Task instructions
Your task is to quote the material that follows, in full and exactly.

===== Data provided

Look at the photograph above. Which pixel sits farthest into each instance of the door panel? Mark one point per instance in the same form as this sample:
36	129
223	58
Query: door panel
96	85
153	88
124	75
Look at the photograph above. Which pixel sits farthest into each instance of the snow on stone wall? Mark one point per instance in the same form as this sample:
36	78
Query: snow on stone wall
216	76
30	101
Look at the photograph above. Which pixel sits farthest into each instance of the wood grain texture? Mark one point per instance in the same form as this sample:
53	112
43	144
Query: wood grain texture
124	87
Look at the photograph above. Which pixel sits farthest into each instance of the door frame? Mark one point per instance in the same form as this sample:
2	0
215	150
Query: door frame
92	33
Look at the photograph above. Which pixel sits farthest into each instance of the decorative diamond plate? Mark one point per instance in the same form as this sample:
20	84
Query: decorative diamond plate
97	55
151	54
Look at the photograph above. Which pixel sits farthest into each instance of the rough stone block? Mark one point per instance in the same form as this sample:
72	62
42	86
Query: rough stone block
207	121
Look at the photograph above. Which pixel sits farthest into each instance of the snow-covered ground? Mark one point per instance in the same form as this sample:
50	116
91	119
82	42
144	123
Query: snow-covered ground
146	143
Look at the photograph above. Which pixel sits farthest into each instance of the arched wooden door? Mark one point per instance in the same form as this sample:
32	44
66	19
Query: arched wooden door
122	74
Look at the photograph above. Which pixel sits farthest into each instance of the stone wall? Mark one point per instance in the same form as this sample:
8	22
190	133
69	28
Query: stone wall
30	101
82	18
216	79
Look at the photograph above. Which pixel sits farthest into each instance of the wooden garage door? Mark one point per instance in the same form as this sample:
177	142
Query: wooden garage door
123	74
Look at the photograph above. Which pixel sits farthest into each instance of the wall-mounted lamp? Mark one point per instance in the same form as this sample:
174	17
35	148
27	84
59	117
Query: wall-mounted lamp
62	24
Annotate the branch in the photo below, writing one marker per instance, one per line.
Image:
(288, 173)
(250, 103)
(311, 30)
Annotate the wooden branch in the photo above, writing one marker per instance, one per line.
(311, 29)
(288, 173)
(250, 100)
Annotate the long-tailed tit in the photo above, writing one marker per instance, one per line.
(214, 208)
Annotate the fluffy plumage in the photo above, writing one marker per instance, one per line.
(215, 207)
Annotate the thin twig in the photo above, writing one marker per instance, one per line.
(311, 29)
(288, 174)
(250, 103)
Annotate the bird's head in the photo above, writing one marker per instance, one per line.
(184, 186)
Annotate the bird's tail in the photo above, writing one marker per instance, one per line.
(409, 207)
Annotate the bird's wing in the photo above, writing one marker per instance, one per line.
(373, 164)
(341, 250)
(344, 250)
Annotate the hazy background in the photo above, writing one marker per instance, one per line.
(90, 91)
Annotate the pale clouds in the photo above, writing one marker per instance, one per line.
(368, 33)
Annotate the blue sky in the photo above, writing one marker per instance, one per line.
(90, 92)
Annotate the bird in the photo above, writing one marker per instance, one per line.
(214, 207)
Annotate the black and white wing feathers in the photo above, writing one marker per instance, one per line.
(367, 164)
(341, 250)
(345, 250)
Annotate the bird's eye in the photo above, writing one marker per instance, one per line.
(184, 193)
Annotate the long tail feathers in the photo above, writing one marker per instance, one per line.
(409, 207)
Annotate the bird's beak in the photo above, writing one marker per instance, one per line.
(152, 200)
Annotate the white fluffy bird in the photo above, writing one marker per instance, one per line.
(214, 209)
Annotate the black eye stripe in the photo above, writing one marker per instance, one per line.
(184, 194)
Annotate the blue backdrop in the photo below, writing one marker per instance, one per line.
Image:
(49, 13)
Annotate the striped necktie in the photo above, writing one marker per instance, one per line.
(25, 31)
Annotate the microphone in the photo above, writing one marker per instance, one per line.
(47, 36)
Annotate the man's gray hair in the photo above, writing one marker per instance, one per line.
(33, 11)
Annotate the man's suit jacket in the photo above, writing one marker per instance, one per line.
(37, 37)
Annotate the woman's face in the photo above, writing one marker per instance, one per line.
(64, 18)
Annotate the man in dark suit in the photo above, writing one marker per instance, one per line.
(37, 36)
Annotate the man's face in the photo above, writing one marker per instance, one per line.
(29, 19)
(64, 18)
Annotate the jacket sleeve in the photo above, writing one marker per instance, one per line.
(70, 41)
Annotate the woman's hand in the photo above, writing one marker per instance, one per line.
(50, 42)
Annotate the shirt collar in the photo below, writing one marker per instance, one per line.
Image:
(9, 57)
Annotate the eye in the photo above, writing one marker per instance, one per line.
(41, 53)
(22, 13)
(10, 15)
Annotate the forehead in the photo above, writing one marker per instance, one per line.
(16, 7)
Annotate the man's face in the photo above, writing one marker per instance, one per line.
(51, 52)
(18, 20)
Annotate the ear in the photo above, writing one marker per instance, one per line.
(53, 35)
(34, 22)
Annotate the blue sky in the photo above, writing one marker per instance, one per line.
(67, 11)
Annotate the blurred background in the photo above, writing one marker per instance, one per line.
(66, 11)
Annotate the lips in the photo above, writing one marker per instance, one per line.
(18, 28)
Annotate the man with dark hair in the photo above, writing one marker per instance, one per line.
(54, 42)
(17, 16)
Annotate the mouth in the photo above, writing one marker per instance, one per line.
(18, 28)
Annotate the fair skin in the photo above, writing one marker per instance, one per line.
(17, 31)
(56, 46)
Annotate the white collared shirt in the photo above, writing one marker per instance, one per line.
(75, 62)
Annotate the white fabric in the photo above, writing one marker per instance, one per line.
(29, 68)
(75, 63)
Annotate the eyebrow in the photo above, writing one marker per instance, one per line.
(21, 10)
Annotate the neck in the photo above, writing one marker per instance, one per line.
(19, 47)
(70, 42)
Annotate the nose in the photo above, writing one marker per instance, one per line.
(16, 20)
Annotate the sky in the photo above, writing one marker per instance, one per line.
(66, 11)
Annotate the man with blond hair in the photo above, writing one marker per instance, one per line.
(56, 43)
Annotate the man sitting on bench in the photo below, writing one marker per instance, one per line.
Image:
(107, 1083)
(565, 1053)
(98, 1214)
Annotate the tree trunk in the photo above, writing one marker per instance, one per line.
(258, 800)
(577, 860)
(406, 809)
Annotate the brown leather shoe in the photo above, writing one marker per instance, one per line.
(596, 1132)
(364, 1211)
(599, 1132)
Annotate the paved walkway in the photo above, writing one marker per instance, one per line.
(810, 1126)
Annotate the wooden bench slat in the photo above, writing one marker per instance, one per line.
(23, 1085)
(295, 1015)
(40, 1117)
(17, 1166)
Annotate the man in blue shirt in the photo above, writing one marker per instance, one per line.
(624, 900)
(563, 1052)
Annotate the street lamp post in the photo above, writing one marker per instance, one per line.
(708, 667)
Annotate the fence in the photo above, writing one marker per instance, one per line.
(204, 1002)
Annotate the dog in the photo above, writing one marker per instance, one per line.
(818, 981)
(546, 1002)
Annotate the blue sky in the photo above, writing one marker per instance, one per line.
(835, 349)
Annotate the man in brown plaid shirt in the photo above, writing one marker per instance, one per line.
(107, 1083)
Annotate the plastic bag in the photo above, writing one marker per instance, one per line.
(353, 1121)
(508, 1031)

==========

Full response
Look at the photograph above. Which pixel sits farthest into each instance of the door panel? Mark one point per instance in the same form as this sample:
36	129
223	58
Query: door panel
96	85
153	88
124	75
Look at the photograph above. Which pixel sits farthest into each instance of the snow on stone wall? Mark one point per instance in the same form as this sample:
36	78
Query: snow on stone wall
216	76
30	101
Look at the photograph above. Which pixel sits farthest into each instance of the wood grain texture? Mark one point per instance in the same form as this sample:
53	112
43	144
Query: wood grain texture
124	87
Look at the photograph above. Which pixel sits farthest into each instance of the door frame? Mark one point per instance in the same form as this sample:
2	0
215	150
Query: door frame
92	33
Look at the photograph above. Which pixel sits farthest into each instance of the decorative diamond plate? Mark one point per instance in the same form as this sample:
20	84
Query: decorative diamond plate
97	55
151	54
Look at the photograph above. Which pixel sits farthest into each instance of the rough stone block? Mark one point per instance in the same form as this sample:
72	62
42	86
Query: rough stone block
207	121
Look at the photograph above. Which pixel sits farthest into each instance of the snow-covered ground? Mark one point per instance in the same form as this sample:
50	116
91	119
82	42
144	123
Query: snow-covered ground
146	143
Look at the photograph above. Which pixel sits farthest into each instance of the arched wooden door? Mark one point per instance in the same form as this sample:
32	44
66	19
Query: arched wooden door
122	74
Look at the photograph above. Which pixel sits farthest into each instance of the stone wall? Mark one point per instance in the same form as this sample:
8	22
190	133
69	28
Query: stone wall
30	101
82	18
216	79
Look at the photograph above. Which pixel sits farthest into each instance of the wooden garage door? Mark one point per instance in the same form as this sample:
177	142
Query: wooden garage door
123	74
Look at the photograph above. Which pixel sits farthest into each instance of the wall-mounted lamp? Mark one point per instance in the same form as this sample:
174	17
35	148
27	84
59	117
Query: wall-mounted lamp
62	24
Annotate the branch in the photo below, writing one marker per instance, one per line.
Image:
(288, 173)
(250, 103)
(311, 30)
Annotate the wooden branch in the photo above, writing one marker per instance, one per line.
(311, 29)
(288, 173)
(250, 100)
Annotate the long-tailed tit in the photo above, writing one marker per instance, one per line.
(214, 208)
Annotate the fluffy plumage in the photo above, writing one marker per instance, one per line.
(215, 207)
Annotate the thin twig in the photo above, writing one marker per instance, one per line.
(311, 29)
(288, 174)
(250, 103)
Annotate the bird's head in the photo above, writing one marker per instance, one per line.
(184, 186)
Annotate the bird's tail in the photo above, writing one marker per instance, one per line.
(409, 207)
Annotate the bird's wing in the photo above, writing one marker per instance, one per line.
(373, 164)
(341, 250)
(344, 250)
Annotate the hazy background in the photo above, writing one marker per instance, one per line.
(90, 91)
Annotate the pale clouds in the photo above, writing one marker per instance, one per line.
(368, 33)
Annotate the blue sky in the photo above, writing one marker per instance, one per line.
(90, 92)
Annotate the bird in the photo above, writing one marker per instance, one per line.
(214, 207)
Annotate the black and white wing feathers in the photo above, writing one marker per instance, one per line.
(367, 164)
(341, 250)
(345, 250)
Annotate the bird's eye in the photo above, writing one marker per instance, one per line.
(184, 193)
Annotate the long tail feathers in the photo above, writing one marker per instance, one per line.
(409, 207)
Annotate the bird's beak in the photo above, writing one marker per instance, one per line.
(152, 200)
Annotate the white fluffy bird in the photo above, writing one marker per instance, one per line.
(214, 209)
Annotate the black eye stripe in the photo above, writing one marker per instance, one per line.
(184, 194)
Annotate the blue backdrop in the photo below, writing one marker per instance, one per line.
Image:
(49, 13)
Annotate the striped necktie in the photo above, writing one marker per instance, one per line.
(25, 31)
Annotate the microphone in the photo above, writing one marker per instance, one per line.
(47, 36)
Annotate the man's gray hair in the photo above, writing one marker per instance, one per line.
(33, 11)
Annotate the man's suit jacket in the photo above, writing one marker per instance, one per line.
(37, 37)
Annotate the woman's face in the photo above, writing one marker per instance, one per line.
(64, 18)
Annotate the man in dark suit in the photo above, writing one marker per instance, one per line.
(37, 36)
Annotate the man's face in the photo above, writing one marker per instance, one per line.
(29, 19)
(64, 18)
Annotate the jacket sleeve in the photo above, writing one marker per instance, one per line.
(70, 41)
Annotate the woman's hand in the photo above, writing one marker per instance, one per line.
(50, 42)
Annotate the shirt collar in the photo below, writing one marker per instance, one per line.
Image:
(9, 57)
Annotate the eye in the photo above, writing one marker per instance, one per line.
(41, 53)
(22, 13)
(10, 15)
Annotate the forehead in the photo above, writing one marker per instance, one per line.
(16, 7)
Annotate the man's face in the photo above, writing one marker per instance, one per line.
(51, 52)
(18, 20)
Annotate the ear in the photo above, writing one marker per instance, one per line.
(53, 35)
(34, 22)
Annotate the blue sky in the photo above, writing one marker per instance, one per line.
(67, 11)
Annotate the blurred background in the photo above, writing one marker per instance, one per line.
(66, 11)
Annotate the lips in the photo above, writing one marker per instance, one per line.
(18, 28)
Annotate the man with dark hair in the photo above, writing one marker per instance, one per line.
(54, 42)
(17, 16)
Annotate the mouth in the photo above, writing one marker per instance, one per line.
(18, 28)
Annotate the fair skin in the photo above, writing one marker per instance, one per line.
(17, 31)
(56, 46)
Annotate the white collared shirt in the photo above, writing one marker per instance, one per line.
(75, 62)
Annotate the white fabric in the photo above, writing one marker per instance, one per line.
(29, 68)
(75, 63)
Annotate the eyebrow in the photo above, writing one marker per instance, one per line.
(21, 10)
Annotate the neck in the photo above, writing one marker per instance, one per line.
(19, 47)
(70, 42)
Annotate the nose in the photo above, writing one marker per instance, one per line.
(16, 20)
Annotate the sky in the photo above, writing one marker per instance, one per line.
(66, 11)
Annotate the man with blond hair in the photo above, writing one marker per instance, one per line.
(56, 43)
Annotate the man sitting on bench in the photo below, writing one marker per instance, one per line.
Image:
(107, 1083)
(565, 1053)
(98, 1214)
Annotate the tree trunk in the photo above, writing one marker per instance, one per line.
(258, 800)
(577, 860)
(406, 809)
Annotate the brown leather shoe in the photo above, writing one marker per instance, one per line.
(596, 1132)
(364, 1211)
(599, 1132)
Annotate the paved walkway in the photo above, writing one marker per instance, one per line.
(810, 1126)
Annotate the wooden bench slat in the photo above, writing one marker per instance, one per line.
(23, 1085)
(295, 1015)
(40, 1117)
(17, 1166)
Annotate the man in blue shirt in the photo above, writing one marker per instance, one per line.
(624, 900)
(563, 1052)
Annotate the street lamp post in the photo above, writing one marker per instance, one per line.
(708, 667)
Annotate the fence in the photo above, writing one marker per instance, one per line.
(204, 1002)
Annotate the dog in the photo above, writing one marker per instance, one per line.
(818, 981)
(546, 1002)
Annotate the blue sky in the photo above, writing one marker per instance, one per line.
(835, 349)
Annotate the man in brown plaid shirt in the photo above, writing one marker per instance, one per line.
(107, 1083)
Annotate the plastic bag in the photo above, writing one marker per instance, one per line.
(353, 1121)
(508, 1031)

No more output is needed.